» **RECORDS SUPPLIED**
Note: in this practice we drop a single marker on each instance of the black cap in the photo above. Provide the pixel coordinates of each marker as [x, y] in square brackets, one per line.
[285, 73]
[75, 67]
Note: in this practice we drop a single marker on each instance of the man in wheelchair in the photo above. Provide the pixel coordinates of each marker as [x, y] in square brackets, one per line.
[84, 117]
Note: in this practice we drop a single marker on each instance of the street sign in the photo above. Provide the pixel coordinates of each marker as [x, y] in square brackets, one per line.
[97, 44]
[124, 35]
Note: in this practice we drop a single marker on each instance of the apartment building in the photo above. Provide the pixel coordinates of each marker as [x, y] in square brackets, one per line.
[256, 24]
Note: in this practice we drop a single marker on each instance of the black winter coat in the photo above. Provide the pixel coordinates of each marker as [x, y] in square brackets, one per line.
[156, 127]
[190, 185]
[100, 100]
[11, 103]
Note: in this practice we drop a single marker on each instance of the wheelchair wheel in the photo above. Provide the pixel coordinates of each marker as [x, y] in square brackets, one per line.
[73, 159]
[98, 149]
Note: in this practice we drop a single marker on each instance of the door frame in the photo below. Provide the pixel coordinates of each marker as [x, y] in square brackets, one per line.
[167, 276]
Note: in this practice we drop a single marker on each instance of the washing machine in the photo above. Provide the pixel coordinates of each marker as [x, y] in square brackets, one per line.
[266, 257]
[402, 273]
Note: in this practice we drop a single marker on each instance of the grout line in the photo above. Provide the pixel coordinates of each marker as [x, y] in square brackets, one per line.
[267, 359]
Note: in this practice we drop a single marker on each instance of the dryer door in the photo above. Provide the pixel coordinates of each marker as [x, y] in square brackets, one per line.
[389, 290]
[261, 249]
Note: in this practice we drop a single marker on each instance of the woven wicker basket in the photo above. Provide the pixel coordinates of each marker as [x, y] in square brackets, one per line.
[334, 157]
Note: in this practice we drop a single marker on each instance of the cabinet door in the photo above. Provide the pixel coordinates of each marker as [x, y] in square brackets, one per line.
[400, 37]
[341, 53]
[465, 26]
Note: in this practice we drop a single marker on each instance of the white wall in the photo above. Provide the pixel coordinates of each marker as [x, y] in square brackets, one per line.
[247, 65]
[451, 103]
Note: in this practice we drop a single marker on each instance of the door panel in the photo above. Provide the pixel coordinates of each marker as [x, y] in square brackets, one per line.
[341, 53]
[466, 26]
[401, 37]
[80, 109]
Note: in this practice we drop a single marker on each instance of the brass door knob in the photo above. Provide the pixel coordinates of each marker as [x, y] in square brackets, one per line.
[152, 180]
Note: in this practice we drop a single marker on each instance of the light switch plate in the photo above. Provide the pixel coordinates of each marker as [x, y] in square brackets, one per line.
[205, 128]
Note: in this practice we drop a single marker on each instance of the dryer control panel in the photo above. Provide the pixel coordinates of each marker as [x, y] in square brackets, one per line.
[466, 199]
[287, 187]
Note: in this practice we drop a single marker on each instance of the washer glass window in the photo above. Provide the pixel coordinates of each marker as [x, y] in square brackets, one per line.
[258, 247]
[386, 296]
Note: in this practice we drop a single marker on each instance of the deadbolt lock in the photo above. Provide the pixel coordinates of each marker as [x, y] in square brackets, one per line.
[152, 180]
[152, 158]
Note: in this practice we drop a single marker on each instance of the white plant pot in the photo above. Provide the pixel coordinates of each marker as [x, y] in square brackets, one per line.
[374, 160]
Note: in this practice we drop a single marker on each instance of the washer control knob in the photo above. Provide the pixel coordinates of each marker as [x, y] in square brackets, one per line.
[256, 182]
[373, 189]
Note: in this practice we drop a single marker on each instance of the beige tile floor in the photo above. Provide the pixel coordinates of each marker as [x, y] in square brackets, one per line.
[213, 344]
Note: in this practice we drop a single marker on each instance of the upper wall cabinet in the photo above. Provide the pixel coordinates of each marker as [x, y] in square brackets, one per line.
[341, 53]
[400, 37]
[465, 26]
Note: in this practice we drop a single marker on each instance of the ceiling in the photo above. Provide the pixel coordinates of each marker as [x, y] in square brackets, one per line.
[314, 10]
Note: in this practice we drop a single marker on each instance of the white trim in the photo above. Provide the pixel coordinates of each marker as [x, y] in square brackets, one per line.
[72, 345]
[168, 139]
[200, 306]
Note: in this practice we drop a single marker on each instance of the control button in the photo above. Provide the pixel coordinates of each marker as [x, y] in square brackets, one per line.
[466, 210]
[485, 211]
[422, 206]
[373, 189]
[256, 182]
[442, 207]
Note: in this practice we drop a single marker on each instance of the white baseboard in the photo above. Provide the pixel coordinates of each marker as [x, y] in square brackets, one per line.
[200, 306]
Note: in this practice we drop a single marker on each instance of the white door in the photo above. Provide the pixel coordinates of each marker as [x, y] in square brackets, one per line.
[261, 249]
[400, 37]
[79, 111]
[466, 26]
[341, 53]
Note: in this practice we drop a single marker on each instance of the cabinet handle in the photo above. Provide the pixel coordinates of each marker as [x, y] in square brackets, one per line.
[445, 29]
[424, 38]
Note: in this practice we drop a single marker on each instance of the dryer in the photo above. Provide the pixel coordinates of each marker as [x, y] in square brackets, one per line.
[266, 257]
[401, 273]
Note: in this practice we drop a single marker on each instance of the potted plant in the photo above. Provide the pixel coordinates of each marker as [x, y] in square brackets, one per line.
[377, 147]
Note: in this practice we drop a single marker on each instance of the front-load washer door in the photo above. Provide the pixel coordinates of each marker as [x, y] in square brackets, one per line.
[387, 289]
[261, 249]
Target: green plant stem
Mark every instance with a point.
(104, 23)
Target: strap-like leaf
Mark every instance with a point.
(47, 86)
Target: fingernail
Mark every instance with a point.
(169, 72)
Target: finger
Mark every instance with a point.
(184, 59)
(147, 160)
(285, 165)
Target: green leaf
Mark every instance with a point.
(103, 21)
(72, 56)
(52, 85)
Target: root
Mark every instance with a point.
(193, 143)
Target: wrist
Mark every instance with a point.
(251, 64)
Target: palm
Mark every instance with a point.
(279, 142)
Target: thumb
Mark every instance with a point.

» **TASK BRIEF**
What is wanted is an exact repeat of the lines from the one with "Target: root" through the last line of the listing above, and no other text.

» **RESPONSE TO THIS EXERCISE**
Target: root
Mark every instance with a point.
(193, 143)
Target: wrist
Mark every instance with a point.
(251, 64)
Target: palm
Mark every instance with a point.
(279, 142)
Target: thumb
Mark every instance with a point.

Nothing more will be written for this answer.